Aim =
Answer these questions using the text below about AgroScout's Kubernetes and CI/CD setup.
1. Which hosted Git repositories could AgroScout continue to use?
2. Oracle Cloud Infrastructure Registry is compatible with what?
3. Which method did the team choose for building the image in the CI/CD pipeline?

Quoted text =
--

Cloud native technologies are all the rage right now. Customers can choose from a wide range of options to implement both their application platform and the continuous integration/continuous delivery technologies (CI/CD) used to deliver those applications. Now up and running, the AgroScout development team enjoys easier management of their application with Kubernetes and a streamlined CI/CD platform, better performance from Oracle’s Generation 2 Cloud, and much more.

Oracle Cloud Native Services

Oracle Cloud Native Services include services for containers, serverless functions, streaming (with compatibility for Apache Kafka), infrastructure automation (with compatibility for Terraform), APIs, and associated monitoring and notifications capabilities. A relatively recent addition to the Oracle Cloud Infrastructure portfolio, these services have seen momentum over the last year. Adopters include scientific organizations, healthcare organizations, large financial services companies, innovative AI-centric startups, logistics and transportation companies, and government entities. You can get more details about these services and their adoption from the update that we posted in November 2019.

The Solution

Kubernetes was chosen as the application platform for the AgroScout project, provided by the Oracle Container Engine for Kubernetes service. Container Engine for Kubernetes is a developer-friendly and enterprise-ready managed Kubernetes service for running highly available clusters. New clusters can be created through the Console, API, CLI, or Terraform, with a choice of virtual machine or bare metal servers for the worker nodes. Container Engine for Kubernetes uses standard Kubernetes; all the tools, such as kubectl, Helm, and the dashboard, are available for a pure Kubernetes user experience and portability across platforms.

Any container technology relies on images and requires a registry for image storage and access. Oracle Cloud Infrastructure includes a managed container registry, Oracle Cloud Infrastructure Registry, which is Docker v2 compatible.

The solution also required tooling to build and deploy AgroScout’s code as pods on a Kubernetes cluster. This final piece was provided by our CI/CD platform, which provides prebuilt integration for Kubernetes and container registries that can be used to build code or container images and then deploy them to Kubernetes or other platforms.

The Implementation

The solution had the following goal: When a developer committed code changes to the source control system, this action would automatically trigger a build that created a Docker container image that was pushed to a repository in Registry. A further automated step would deploy this image as a Kubernetes deployment, along with the Kubernetes services needed to expose it to the outside world.

Fortunately, our CI/CD platform integrates with most popular hosted Git offerings, so AgroScout could continue to use its BitBucket Git repositories, minimizing the impact on its development workflow. Each microservice has a dedicated Git repository, and each of these is associated with a build pipeline, which means that each microservice could be built and deployed in isolation. Now, commits to the source code trigger the first step of the associated pipeline, which is to build the application, in this case using Node.js, and create a Docker image.

The CI/CD pipeline can use native steps to build an image or use a standard Dockerfile stored in Git. We chose the latter for portability and readability. After the image is created, a second step pushes the image to a repository hosted in Registry by using the pipeline’s native capabilities. One requirement was to deploy the application to multiple Kubernetes environments, depending on which branch in Git the developer was working on. Here, the pipeline’s ability to branch deployment workflows allowed us to create a set of Kubernetes manifest files for each specified environment based on the Git branch the developer was working on.

--

Extracted material =
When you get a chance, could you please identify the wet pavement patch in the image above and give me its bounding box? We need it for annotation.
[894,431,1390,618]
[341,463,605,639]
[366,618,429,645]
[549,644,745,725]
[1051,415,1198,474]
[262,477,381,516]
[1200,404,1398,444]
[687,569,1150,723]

--

Output for this task =
1. BitBucket Git repositories.
2. Docker v2.
3. A standard Dockerfile stored in Git.